From 3971ca4a8cddb3e12f7afadaade7e3e61861f38a Mon Sep 17 00:00:00 2001
From: jreback <jeff@reback.net>
Date: Wed, 4 Dec 2013 11:16:47 -0500
Subject: [PATCH] BUG: fix stata unicode issues on win32

---
 pandas/io/stata.py            | 38 ++++++++++++++++++++++++++++++--
 pandas/io/tests/test_stata.py | 41 +++++++++++++++++++++++++++++++++++
 2 files changed, 77 insertions(+), 2 deletions(-)

diff --git a/pandas/io/stata.py b/pandas/io/stata.py
index 1d0d1d17ec631..064b95293e721 100644
--- a/pandas/io/stata.py
+++ b/pandas/io/stata.py
@@ -19,9 +19,9 @@
 from pandas.core.series import Series
 from pandas.core.categorical import Categorical
 import datetime
-from pandas import compat
+from pandas import compat, isnull
 from pandas.compat import long, lrange, lmap, lzip
-from pandas import isnull
+from pandas.core import common as com
 from pandas.io.common import get_filepath_or_buffer
 
 
@@ -957,6 +957,40 @@ def _write_descriptors(self, typlist=None, varlist=None, srtlist=None,
             self._write(typ)
 
         # varlist, length 33*nvar, char array, null terminated
+<<<<<<< Updated upstream
+=======
+        converted_names = []
+        duplicate_var_id = 0
+        for j, name in enumerate(self.varlist):
+            orig_name = name
+            # Replaces all characters disallowed in .dta format by their integral representation.
+            for c in name:
+                if (c < 'A' or c > 'Z') and (c < 'a' or c > 'z') and (c < '0' or c > '9') and c != '_':
+                    name = name.replace(c, '_')
+
+            # Variable name may not start with a number
+            if name[0] > '0' and name[0] < '9':
+                name = '_' + name
+
+            name = name[:min(len(name), 32)]
+
+            if not name == orig_name:
+                # check for duplicates
+                while self.varlist.count(name) > 0:
+                    # prepend ascending number to avoid duplicates
+                    name = '_' + str(duplicate_var_id) + name
+                    name = name[:min(len(name), 32)]
+                    duplicate_var_id += 1
+
+                # need to possibly encode the orig name if its unicode
+                try:
+                    orig_name = orig_name.encode('utf-8')

» Data extract
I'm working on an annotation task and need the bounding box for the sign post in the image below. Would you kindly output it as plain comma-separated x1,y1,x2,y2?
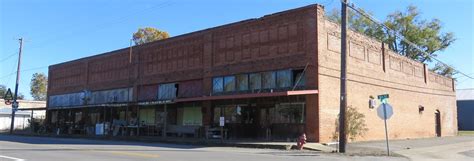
377,94,393,156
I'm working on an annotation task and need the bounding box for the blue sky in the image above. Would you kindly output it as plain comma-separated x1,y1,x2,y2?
0,0,474,99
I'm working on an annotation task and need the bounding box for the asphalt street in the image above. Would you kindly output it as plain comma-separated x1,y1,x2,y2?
0,135,407,161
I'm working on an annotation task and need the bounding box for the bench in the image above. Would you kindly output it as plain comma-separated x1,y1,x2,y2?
166,125,201,137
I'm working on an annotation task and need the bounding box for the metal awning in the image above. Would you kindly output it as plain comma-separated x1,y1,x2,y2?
175,90,318,102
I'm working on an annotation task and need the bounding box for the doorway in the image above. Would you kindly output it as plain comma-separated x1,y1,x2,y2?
435,110,441,137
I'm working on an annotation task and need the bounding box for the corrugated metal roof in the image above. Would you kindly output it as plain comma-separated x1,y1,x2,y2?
456,88,474,100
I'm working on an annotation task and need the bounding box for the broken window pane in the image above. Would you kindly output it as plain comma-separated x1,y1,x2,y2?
212,77,224,93
293,69,306,87
277,69,292,88
224,76,235,92
249,73,262,90
158,83,176,100
236,74,249,91
262,71,276,89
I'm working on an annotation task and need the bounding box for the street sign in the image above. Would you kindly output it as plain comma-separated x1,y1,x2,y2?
12,101,19,109
3,88,13,101
377,103,393,120
219,117,225,127
377,94,388,103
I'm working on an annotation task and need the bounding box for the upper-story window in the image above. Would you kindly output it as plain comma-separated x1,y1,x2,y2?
158,83,177,100
262,71,276,89
212,77,224,93
224,76,235,92
293,69,306,87
235,74,249,91
277,69,293,88
249,73,262,91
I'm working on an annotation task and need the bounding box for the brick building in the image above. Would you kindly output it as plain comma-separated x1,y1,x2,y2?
48,5,457,142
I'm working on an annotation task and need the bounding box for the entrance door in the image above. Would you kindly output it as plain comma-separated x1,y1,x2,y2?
435,110,441,137
241,106,259,139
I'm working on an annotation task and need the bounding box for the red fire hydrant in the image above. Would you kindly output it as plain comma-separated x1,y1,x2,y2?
296,133,306,150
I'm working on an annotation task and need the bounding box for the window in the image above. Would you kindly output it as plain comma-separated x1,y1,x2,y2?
249,73,262,90
224,76,235,92
236,74,249,91
158,83,177,100
183,107,202,126
277,69,292,88
262,71,276,89
270,103,305,124
212,77,224,93
293,69,306,87
140,108,155,125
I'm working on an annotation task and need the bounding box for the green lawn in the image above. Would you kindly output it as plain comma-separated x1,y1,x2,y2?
458,131,474,136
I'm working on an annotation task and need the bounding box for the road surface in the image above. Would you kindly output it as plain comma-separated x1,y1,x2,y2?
0,135,407,161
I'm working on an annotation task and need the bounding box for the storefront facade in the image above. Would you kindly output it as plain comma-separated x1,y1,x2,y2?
47,5,457,142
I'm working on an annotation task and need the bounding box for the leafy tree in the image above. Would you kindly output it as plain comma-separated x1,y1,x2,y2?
328,6,456,76
30,73,48,101
133,27,170,45
332,106,369,141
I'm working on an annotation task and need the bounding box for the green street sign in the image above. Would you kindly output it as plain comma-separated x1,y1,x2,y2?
3,88,13,101
377,94,388,104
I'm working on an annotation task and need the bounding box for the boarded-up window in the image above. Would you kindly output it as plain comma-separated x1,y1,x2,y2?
212,77,224,93
158,83,176,100
277,69,292,88
178,80,202,98
262,71,276,89
138,85,158,101
224,76,235,92
293,69,306,87
249,73,262,90
236,74,249,91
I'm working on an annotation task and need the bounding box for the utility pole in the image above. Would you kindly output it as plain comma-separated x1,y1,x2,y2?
10,38,23,134
339,0,348,153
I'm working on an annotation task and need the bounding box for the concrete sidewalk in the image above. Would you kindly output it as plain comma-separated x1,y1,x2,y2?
2,134,335,152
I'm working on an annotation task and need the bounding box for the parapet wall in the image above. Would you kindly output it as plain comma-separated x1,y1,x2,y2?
318,8,457,142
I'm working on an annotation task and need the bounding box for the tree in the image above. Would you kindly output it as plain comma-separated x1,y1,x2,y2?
328,6,456,76
30,73,48,101
0,85,25,100
133,27,170,45
332,106,369,141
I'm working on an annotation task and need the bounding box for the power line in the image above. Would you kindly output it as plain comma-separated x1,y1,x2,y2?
22,0,173,52
0,53,17,63
341,0,474,79
0,66,49,79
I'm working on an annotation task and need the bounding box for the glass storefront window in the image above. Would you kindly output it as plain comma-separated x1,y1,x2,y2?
140,108,155,125
277,69,292,88
249,73,262,90
262,71,276,89
236,74,249,91
270,103,305,123
212,77,224,93
224,76,235,92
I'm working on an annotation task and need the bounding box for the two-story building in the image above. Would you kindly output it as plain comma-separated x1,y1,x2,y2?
47,5,457,142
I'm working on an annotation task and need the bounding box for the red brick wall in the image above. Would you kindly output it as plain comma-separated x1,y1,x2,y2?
318,7,457,142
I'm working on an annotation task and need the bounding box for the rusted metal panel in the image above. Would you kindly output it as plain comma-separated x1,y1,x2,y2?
158,83,176,100
138,84,158,101
89,88,133,104
48,92,84,109
178,80,203,98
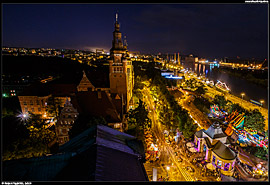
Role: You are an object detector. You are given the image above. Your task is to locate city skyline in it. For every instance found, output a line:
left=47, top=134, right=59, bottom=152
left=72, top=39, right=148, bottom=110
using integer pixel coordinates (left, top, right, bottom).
left=2, top=4, right=268, bottom=59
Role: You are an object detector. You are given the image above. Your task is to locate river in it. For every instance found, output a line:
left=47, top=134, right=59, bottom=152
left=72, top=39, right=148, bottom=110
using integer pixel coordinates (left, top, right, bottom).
left=182, top=62, right=269, bottom=109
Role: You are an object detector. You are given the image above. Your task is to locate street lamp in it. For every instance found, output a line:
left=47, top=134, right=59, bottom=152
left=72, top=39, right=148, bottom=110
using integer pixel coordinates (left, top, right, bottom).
left=241, top=93, right=245, bottom=106
left=166, top=166, right=170, bottom=177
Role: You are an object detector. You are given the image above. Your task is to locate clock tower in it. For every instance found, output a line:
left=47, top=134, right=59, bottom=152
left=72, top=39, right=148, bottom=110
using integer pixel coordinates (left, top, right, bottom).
left=109, top=13, right=133, bottom=112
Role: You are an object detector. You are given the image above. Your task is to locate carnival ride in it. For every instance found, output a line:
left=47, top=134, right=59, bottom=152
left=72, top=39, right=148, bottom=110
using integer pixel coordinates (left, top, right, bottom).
left=144, top=128, right=160, bottom=161
left=215, top=80, right=230, bottom=92
left=210, top=105, right=227, bottom=117
left=224, top=111, right=268, bottom=148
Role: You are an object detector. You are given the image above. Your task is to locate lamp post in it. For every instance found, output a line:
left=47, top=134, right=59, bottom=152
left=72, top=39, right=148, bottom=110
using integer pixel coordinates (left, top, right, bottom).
left=166, top=166, right=170, bottom=178
left=241, top=93, right=245, bottom=106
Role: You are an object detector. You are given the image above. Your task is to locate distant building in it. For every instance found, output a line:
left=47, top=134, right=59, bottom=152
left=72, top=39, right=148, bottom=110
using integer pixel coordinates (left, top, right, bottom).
left=194, top=122, right=237, bottom=176
left=2, top=125, right=149, bottom=181
left=183, top=54, right=199, bottom=62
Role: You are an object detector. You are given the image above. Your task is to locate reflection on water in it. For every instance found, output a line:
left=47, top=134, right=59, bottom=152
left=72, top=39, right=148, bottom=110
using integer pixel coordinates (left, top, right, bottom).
left=182, top=62, right=268, bottom=108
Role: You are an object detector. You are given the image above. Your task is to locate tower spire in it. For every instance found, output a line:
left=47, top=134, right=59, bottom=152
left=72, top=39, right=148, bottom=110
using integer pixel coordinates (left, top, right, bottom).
left=115, top=11, right=118, bottom=22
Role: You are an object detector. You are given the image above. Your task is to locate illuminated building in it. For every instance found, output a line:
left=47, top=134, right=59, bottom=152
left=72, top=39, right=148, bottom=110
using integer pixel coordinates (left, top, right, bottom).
left=194, top=122, right=237, bottom=176
left=109, top=14, right=133, bottom=112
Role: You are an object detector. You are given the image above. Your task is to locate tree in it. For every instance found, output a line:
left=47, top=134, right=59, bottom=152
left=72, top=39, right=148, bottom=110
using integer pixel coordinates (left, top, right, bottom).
left=3, top=113, right=56, bottom=160
left=69, top=114, right=108, bottom=138
left=214, top=95, right=227, bottom=109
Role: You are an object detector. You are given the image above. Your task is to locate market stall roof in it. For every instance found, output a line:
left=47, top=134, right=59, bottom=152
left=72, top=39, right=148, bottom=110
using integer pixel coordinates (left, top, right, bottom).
left=213, top=141, right=237, bottom=160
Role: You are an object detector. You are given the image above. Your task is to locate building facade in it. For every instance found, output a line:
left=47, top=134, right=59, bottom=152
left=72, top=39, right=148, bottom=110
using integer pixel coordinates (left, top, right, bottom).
left=109, top=14, right=134, bottom=112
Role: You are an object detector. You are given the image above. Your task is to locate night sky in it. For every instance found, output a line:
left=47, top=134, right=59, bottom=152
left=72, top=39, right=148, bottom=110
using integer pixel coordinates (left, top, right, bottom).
left=2, top=4, right=268, bottom=59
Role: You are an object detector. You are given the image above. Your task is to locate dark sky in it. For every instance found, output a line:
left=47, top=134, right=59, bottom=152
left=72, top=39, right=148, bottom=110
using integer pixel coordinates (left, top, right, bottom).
left=2, top=4, right=268, bottom=58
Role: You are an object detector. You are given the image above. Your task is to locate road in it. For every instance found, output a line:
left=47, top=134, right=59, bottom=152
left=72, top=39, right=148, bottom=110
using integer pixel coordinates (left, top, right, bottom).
left=142, top=87, right=194, bottom=181
left=206, top=86, right=268, bottom=131
left=178, top=90, right=211, bottom=130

» Exercise set
[A] In the Stata patch, why does the code prepend an underscore and an ascending number to a converted variable name?
[B] Put the lines of the records into a Markdown table with the columns Nr and Line, starting with the line that contains "to locate road" and going on through the end of the records.
The Stata patch and the records are unrelated material.

» Answers to each task
[A] The code does this to avoid duplicates. When a converted name differs from the original and already appears in the variable list, the code prepends an underscore and an ascending number, cuts the name to 32 characters, and repeats until the name is no longer in the list.

[B]
| Nr | Line |
|---|---|
| 1 | Role: You are an object detector. You are given the image above. Your task is to locate road in it. For every instance found, output a line: |
| 2 | left=47, top=134, right=59, bottom=152 |
| 3 | left=72, top=39, right=148, bottom=110 |
| 4 | using integer pixel coordinates (left, top, right, bottom). |
| 5 | left=142, top=87, right=194, bottom=181 |
| 6 | left=206, top=86, right=268, bottom=131 |
| 7 | left=178, top=90, right=211, bottom=130 |